Can you retype the passage about the library books, word for word, between "Not only did" and "a Maine library.", inclusive?

Segment Start: PAGE TEXT

I got lucky on the other end as well. Peggy Morgan, the Hartland town manager, lent me the town crew, and with the help of two dollies, we had the truck unloaded in less than two hours. Total cost: just over $1,100. At that point, I was faced with triaging the books and maintaining safe passage through the basement for the homeschoolers who store their curriculum materials there.

Between March 25 and mid-December, 2006, I managed to look at all 6,500 books. Two unexpected things happened during the process. As I looked through the books I had bought for the Col. Black Library, I realized how good my selection skills had been. I added just over 1,000 of the books to the Hartland collection. Science fiction holdings doubled, mystery increased by 40 percent, health and history increased by at least 50 percent, and we ended up with one of the best poetry collections outside of academia. As I went through, removing the old checkout cards from books, names of people long forgotten brought back their faces or conversations we had as they used the libraries at AMHI. The triage process validated me as a librarian while softening any remaining resentments I had toward the mental health system.

The remaining books took several interesting paths on their way out of the library. I had a huge book sale during Hartland Days, netting more than $350. Two rare book dealers bought another $500 dollars worth, while an Internet vendor—bookprospector.com—netted another $300. Several thousand books went to another Internet vendor—Better World Books. Revenue from those will trickle in over the next few years, and 15 percent of the sale will benefit literacy efforts in underdeveloped countries. When the dust settled, I had a buck-a-box sale and sold everything else, making another $220.

Not only did I make back our investment, but the bigger book case allowed me to make a complete rearrangement of the adult holdings. Oversized books went on one side while science fiction filled the other. This made room for all the other additions with space left over. The synergy of adding more than a thousand new books created heightened interest in the library. Circulation almost doubled while interlibrary loan increased almost as much. Many of the books added from the AMHI collection are the only copy available in a Maine library.

What began as revenge ended as a very satisfying project that made a lot of book buyers happy while preserving access for everyone in Maine to books long unavailable. And the thirty thousand pounds of bananas? That was the Harry Chapin song that was running through my head as I drove the rental truck up Interstate 95.

Segment End: PAGE TEXT
Segment Start: PROVIDED INFORMATION

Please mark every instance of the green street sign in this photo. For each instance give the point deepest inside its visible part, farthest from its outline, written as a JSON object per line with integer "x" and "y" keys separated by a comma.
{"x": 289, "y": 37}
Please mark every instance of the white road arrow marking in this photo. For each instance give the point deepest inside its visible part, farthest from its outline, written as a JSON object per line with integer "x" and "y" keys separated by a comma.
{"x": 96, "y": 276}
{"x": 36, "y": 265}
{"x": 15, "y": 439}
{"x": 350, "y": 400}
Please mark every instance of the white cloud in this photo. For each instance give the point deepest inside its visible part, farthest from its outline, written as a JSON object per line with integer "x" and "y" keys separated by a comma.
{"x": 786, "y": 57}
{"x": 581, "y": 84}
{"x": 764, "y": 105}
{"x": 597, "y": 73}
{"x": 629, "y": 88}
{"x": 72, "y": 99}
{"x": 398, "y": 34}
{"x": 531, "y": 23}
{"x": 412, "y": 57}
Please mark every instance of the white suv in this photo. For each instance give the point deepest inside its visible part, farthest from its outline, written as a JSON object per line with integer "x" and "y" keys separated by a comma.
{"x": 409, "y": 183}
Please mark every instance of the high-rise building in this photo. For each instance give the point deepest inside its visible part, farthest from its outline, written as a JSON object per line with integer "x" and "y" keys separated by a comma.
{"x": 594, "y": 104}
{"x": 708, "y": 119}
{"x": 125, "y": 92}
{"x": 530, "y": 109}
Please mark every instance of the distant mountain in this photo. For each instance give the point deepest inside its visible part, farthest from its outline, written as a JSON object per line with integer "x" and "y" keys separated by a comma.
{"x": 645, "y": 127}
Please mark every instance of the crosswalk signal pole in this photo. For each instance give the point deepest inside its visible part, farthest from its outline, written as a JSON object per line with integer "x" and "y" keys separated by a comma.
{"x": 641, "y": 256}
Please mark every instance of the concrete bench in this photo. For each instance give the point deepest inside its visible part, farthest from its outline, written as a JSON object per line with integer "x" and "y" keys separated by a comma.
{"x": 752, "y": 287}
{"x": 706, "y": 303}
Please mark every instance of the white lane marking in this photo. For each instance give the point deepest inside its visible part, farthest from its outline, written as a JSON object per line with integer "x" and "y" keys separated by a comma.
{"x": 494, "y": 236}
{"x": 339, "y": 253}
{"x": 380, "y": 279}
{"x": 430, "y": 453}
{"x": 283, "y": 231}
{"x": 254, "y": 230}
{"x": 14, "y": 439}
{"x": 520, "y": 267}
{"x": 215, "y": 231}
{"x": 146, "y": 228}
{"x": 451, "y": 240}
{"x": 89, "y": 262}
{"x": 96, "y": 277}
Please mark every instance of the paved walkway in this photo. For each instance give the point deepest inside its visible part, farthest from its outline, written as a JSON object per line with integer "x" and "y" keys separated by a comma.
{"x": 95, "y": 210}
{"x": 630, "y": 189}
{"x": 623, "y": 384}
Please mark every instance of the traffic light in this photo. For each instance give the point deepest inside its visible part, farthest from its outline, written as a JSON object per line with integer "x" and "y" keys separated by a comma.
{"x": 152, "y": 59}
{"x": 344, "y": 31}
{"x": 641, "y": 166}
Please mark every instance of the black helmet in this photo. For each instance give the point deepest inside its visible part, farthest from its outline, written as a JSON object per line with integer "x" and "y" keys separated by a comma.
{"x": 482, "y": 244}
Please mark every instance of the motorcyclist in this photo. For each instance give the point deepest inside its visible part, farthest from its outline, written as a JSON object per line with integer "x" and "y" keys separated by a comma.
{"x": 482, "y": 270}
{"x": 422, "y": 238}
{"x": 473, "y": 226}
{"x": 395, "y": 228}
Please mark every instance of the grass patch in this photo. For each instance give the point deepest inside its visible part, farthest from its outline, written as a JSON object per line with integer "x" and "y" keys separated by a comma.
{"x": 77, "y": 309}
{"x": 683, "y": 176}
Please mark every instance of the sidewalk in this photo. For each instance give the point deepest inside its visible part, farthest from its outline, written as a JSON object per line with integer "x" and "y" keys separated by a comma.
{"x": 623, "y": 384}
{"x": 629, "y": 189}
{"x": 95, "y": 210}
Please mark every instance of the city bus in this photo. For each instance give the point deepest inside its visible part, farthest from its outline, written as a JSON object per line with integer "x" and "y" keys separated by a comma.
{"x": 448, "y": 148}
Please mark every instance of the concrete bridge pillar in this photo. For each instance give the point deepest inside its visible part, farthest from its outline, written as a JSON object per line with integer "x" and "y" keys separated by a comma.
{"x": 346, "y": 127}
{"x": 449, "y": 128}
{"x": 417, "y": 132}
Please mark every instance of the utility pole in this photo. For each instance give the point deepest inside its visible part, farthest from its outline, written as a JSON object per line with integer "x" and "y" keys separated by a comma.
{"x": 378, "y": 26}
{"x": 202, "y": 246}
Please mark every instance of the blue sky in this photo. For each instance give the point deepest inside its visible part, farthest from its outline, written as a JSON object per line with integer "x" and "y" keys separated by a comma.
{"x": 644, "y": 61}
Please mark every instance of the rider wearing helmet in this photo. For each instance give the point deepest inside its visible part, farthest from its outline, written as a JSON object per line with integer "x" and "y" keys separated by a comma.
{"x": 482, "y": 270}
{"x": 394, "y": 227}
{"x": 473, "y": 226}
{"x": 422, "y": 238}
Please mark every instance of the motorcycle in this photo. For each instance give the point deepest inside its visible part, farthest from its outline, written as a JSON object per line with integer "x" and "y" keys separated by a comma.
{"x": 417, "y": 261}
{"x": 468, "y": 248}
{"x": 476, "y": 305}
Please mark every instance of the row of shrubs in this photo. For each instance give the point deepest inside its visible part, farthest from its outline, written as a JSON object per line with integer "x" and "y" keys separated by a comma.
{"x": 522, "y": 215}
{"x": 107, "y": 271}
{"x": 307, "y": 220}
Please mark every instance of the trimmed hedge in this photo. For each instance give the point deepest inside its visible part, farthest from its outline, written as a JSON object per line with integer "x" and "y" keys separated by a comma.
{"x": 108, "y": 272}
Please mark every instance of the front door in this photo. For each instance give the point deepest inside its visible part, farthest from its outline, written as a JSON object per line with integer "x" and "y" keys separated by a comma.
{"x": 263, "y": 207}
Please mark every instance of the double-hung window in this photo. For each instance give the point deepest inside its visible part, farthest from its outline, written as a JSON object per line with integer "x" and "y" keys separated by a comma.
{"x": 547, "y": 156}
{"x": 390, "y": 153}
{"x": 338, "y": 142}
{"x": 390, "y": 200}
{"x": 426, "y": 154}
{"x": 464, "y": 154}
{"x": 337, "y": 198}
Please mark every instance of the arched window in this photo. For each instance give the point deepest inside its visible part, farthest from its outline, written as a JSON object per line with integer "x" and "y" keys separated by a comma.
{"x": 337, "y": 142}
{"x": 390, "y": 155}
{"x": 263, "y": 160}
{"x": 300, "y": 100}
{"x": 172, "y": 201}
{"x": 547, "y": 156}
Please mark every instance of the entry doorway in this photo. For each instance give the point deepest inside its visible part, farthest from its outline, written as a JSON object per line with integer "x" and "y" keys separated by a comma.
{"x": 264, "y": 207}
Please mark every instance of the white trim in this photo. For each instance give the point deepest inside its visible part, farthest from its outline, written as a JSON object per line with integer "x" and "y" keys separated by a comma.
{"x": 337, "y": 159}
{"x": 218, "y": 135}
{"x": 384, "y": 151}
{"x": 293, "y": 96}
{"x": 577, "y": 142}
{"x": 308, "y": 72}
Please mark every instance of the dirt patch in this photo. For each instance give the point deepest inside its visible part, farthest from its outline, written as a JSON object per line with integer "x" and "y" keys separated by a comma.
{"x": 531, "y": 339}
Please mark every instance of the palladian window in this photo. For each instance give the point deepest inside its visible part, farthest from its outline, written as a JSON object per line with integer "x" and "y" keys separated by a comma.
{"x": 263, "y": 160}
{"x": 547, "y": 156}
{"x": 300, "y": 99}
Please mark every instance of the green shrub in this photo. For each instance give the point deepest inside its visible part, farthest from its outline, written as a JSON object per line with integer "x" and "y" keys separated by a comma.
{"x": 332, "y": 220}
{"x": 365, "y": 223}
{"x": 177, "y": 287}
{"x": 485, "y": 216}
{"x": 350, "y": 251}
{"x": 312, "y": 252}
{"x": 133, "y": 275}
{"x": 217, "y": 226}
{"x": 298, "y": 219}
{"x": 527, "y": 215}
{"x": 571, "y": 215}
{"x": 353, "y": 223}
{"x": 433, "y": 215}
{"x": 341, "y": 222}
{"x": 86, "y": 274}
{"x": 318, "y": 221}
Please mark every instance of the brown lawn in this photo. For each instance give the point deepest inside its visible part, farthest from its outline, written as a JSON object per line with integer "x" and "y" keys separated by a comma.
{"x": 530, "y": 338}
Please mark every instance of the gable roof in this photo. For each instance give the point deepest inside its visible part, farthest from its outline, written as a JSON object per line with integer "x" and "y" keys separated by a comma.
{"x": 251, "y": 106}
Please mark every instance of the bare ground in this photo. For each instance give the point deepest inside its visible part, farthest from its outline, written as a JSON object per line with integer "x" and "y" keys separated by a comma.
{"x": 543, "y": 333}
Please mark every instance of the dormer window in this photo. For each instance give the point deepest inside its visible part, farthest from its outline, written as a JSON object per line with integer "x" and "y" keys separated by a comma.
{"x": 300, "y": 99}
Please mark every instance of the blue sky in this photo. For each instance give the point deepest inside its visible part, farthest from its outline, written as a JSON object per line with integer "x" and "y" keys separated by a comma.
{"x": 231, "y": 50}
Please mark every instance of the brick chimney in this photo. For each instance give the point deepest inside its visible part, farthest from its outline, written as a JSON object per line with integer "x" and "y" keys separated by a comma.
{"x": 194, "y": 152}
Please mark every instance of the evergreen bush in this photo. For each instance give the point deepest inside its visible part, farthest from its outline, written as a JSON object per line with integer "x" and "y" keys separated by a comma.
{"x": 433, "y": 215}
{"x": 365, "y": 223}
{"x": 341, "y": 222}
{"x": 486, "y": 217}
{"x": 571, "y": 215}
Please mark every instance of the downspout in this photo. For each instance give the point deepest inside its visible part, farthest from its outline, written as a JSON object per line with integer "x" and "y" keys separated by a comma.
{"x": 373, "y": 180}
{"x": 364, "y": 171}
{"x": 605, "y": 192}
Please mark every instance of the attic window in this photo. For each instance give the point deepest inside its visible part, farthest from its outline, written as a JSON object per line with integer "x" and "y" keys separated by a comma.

Segment End: PROVIDED INFORMATION

- _COMPLETED EXERCISE_:
Not only did I make back our investment, but the bigger book case allowed me to make a complete rearrangement of the adult holdings. Oversized books went on one side while science fiction filled the other. This made room for all the other additions with space left over. The synergy of adding more than a thousand new books created heightened interest in the library. Circulation almost doubled while interlibrary loan increased almost as much. Many of the books added from the AMHI collection are the only copy available in a Maine library.